* Enunciado a *
Responda com base no texto fornecido:
(i) A posição política defendida deve ser em prol de quê?
(ii) Que lema em latim o fascismo profere, segundo a citação?
(iii) Com o que o comunismo responde à estética da política?

* Texto fornecido *
Não para espantar a riqueza que o pessimismo traz como meio de investigação, mas para continuar caminhando é necessário estabelecer mais que uma posição concreta, uma posição política, mas uma posição política em prol da vida e diversidade. Concluindo, retoma-se a conclusão de Benjamin que resume a posição apresentada e defendida:

"Fiat ars – pereat mundus" [que a arte se realize, mesmo que o mundo deva perecer], diz o fascismo e, como Marinetti reconhece, espera que a guerra forneça a satisfação artística da percepção dos sentidos alterados pela técnica. Isto é evidentemente, a consumação da "l'art pour l'art” [a arte pela arte]. A humanidade que, outrora, com Homero era um objecto de contemplação para os deuses no Olimpo, é agora objecto de auto contemplação. A sua auto-alienação atingiu um grau tal que lhe permite assistir à sua própria destruição, como a um prazer estético de primeiro plano. É isto o que se passa com a estética da política, praticada pelo fascismo. O comunismo responde-lhe com a politização da arte. (p.21)

* Enunciado b *
Reproduza sem nenhuma alteração o trecho dos registros que vai do início deles até a linha que contém "positive clicks: (471, 296)", incluindo essa linha.

* Dados do exercício *
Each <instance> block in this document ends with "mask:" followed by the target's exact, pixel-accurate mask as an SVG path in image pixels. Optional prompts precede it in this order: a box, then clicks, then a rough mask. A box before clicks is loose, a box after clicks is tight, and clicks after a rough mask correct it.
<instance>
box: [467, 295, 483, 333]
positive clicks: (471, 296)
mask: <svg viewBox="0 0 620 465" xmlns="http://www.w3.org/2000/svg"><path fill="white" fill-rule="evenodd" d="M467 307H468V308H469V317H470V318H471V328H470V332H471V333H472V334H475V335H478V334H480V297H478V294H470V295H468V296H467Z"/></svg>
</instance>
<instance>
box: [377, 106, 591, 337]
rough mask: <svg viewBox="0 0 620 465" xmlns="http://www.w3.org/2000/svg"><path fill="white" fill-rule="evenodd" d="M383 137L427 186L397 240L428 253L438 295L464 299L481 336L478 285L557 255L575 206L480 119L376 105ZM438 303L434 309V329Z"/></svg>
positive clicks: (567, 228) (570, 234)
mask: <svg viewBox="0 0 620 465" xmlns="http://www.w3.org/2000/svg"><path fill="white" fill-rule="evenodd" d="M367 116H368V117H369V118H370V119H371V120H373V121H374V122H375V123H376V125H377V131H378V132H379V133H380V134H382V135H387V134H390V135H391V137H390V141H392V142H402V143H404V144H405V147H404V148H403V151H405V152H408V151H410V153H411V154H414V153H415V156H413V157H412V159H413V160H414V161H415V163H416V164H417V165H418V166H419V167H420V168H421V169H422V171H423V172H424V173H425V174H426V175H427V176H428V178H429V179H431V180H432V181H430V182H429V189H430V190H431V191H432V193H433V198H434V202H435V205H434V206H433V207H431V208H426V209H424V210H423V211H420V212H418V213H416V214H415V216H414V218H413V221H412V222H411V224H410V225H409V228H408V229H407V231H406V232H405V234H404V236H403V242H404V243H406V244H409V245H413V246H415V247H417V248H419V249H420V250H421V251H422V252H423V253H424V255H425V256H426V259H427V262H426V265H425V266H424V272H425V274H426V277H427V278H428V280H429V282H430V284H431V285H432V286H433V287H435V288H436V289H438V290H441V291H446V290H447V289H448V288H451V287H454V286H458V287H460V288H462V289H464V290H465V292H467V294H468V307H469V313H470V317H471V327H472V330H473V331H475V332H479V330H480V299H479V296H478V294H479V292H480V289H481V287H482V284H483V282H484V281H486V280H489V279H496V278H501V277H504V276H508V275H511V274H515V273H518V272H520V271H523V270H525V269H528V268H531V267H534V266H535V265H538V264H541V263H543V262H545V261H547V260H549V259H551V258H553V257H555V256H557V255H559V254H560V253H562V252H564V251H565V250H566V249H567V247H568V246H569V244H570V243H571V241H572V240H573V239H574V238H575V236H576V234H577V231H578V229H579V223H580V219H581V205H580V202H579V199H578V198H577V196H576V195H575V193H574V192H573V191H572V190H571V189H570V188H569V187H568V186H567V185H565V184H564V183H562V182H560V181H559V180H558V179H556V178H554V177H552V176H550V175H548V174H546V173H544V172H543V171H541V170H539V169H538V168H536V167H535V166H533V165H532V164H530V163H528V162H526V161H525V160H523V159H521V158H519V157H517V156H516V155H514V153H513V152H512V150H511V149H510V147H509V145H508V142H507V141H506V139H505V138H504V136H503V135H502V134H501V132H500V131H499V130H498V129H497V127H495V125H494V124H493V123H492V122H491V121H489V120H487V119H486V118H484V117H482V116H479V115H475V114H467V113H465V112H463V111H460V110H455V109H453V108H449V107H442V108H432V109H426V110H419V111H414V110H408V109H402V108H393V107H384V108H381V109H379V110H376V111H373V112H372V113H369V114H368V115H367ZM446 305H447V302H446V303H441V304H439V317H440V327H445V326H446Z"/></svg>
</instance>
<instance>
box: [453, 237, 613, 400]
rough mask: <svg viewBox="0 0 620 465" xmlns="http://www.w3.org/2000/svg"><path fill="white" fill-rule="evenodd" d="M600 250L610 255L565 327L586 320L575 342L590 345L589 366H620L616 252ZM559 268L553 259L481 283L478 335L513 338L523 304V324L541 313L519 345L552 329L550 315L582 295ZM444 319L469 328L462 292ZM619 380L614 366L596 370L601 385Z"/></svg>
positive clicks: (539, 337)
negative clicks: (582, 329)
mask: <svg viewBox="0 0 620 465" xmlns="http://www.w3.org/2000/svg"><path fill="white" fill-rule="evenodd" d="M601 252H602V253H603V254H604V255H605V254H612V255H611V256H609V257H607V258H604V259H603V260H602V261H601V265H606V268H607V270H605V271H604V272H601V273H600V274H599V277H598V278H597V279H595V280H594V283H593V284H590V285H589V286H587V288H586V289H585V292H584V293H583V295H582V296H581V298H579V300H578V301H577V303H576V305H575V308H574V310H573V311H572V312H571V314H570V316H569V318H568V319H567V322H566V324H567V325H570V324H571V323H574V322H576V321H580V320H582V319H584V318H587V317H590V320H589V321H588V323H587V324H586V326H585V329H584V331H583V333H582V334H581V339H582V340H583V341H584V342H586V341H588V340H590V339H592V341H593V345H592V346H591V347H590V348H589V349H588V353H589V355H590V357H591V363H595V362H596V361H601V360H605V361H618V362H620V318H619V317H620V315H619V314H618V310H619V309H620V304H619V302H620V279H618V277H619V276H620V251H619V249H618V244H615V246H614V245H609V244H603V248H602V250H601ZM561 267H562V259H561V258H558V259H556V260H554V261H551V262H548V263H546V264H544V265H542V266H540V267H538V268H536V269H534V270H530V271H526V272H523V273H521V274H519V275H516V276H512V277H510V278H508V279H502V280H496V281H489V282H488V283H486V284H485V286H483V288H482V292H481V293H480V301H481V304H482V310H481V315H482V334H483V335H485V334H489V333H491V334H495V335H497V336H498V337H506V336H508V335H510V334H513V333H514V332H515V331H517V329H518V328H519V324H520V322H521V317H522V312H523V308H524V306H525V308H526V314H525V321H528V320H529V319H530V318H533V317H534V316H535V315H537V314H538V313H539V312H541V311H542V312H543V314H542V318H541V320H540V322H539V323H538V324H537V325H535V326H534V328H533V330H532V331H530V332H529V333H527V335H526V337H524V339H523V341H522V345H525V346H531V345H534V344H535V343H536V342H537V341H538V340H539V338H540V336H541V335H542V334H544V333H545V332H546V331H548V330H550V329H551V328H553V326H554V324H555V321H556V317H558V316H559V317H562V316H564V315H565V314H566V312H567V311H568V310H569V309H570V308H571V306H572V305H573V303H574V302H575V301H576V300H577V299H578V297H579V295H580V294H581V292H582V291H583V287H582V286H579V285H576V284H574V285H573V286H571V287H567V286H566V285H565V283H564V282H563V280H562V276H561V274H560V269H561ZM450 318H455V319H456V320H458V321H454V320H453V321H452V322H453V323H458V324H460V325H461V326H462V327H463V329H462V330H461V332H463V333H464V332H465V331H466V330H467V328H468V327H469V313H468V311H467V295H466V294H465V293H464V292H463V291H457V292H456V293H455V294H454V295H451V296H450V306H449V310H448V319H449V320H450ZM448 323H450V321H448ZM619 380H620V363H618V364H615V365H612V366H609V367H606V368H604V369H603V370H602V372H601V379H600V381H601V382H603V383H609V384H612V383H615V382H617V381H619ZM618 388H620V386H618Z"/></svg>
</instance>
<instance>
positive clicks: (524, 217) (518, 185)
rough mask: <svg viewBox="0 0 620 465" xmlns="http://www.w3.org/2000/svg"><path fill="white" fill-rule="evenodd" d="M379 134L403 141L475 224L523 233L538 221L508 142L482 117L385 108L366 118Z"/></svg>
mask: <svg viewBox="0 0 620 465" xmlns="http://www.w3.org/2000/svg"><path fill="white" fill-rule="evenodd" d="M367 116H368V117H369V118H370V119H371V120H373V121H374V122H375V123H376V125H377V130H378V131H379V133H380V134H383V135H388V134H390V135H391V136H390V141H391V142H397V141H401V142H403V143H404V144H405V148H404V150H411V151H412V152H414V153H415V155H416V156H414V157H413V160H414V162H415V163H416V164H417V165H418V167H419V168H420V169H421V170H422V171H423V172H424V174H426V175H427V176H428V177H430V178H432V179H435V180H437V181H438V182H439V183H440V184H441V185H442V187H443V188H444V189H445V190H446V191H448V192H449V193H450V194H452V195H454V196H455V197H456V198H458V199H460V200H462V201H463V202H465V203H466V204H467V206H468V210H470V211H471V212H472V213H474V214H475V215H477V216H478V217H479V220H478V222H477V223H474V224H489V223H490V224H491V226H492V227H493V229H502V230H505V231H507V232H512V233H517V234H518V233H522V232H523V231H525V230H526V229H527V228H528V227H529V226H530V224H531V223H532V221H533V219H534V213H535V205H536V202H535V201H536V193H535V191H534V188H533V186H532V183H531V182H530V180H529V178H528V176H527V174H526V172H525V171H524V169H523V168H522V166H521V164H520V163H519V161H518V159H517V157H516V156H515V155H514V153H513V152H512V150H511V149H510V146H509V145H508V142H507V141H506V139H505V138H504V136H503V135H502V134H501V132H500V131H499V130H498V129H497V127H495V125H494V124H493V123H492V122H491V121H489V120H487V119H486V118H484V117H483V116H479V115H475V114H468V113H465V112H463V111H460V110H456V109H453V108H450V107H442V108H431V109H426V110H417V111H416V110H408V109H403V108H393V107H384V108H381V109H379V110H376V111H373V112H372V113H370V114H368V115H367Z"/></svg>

* Resposta a *
(i) Em prol da vida e da diversidade.
(ii) "Fiat ars – pereat mundus".
(iii) Com a politização da arte.

* Resposta b *
Each <instance> block in this document ends with "mask:" followed by the target's exact, pixel-accurate mask as an SVG path in image pixels. Optional prompts precede it in this order: a box, then clicks, then a rough mask. A box before clicks is loose, a box after clicks is tight, and clicks after a rough mask correct it.
<instance>
box: [467, 295, 483, 333]
positive clicks: (471, 296)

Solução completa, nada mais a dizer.